_Task material_:
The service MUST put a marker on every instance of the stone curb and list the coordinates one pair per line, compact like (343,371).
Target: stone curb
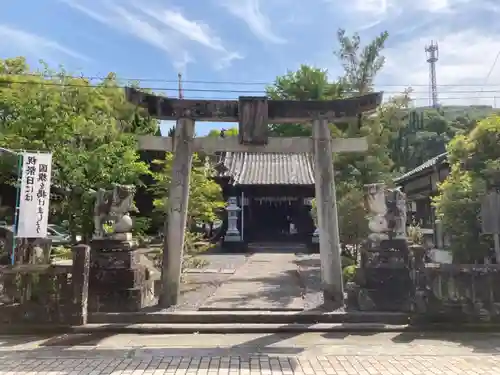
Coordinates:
(248,317)
(242,328)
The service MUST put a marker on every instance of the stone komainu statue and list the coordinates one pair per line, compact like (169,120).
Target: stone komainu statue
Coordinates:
(113,206)
(386,211)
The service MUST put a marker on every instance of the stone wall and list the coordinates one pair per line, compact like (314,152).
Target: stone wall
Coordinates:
(44,293)
(466,293)
(35,296)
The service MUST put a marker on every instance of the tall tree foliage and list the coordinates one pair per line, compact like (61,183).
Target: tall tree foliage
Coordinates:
(360,65)
(475,162)
(205,195)
(89,129)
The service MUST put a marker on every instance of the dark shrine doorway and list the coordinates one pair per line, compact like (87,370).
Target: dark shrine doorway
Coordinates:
(277,219)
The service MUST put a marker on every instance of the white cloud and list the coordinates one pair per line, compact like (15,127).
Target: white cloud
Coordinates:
(468,39)
(23,42)
(165,29)
(465,60)
(249,11)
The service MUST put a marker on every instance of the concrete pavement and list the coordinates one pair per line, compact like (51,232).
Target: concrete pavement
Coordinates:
(253,354)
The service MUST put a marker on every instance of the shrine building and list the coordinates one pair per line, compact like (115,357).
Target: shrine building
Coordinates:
(270,194)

_What you are asked to do_: Rewrite all the records above with every "Target" changed to "Label" and nothing else altered. Leave the pictures out of your version.

_Task response_:
The service MUST put a marker on every instance of the stone curb and list the coordinates one pair per line, compact like (343,371).
Label: stone curb
Coordinates:
(248,317)
(242,328)
The service MUST put a marker on every instance of the stone komainu statue and list the coordinates one pair per line, compact like (169,120).
Label: stone komainu statue
Coordinates:
(113,206)
(386,211)
The service MUST put a marker on every instance of the stone wall and list the coordinates one pair per line, compact like (314,152).
Label: stone wall
Coordinates:
(44,293)
(466,293)
(35,296)
The service MUST put a marker on every instance of the tall tree foliage and list the coordinates one pair per line, compact like (61,183).
Label: tall tree foliage
Coordinates:
(360,65)
(475,162)
(205,195)
(89,129)
The service MUST put a marker on every instance of the dark shrine doorway and list the coordinates one pair per line, compact like (87,370).
Label: dark shrine doorway
Coordinates:
(277,219)
The service MUST put a marker on every instance of the white cloud and list the coordinates one pair per line, compact like (15,127).
Label: white cloud
Coordinates:
(468,39)
(23,42)
(165,29)
(465,60)
(249,11)
The service MUST put a marker on every instance of the concrete pavement and list the coordinates one pair per line, compact like (51,232).
Label: concrete pavement
Coordinates:
(253,354)
The service MUST put a marker on every instance of the shrine building and list the coordinates one pair per line, compact like (115,357).
Label: shrine building
Coordinates:
(270,194)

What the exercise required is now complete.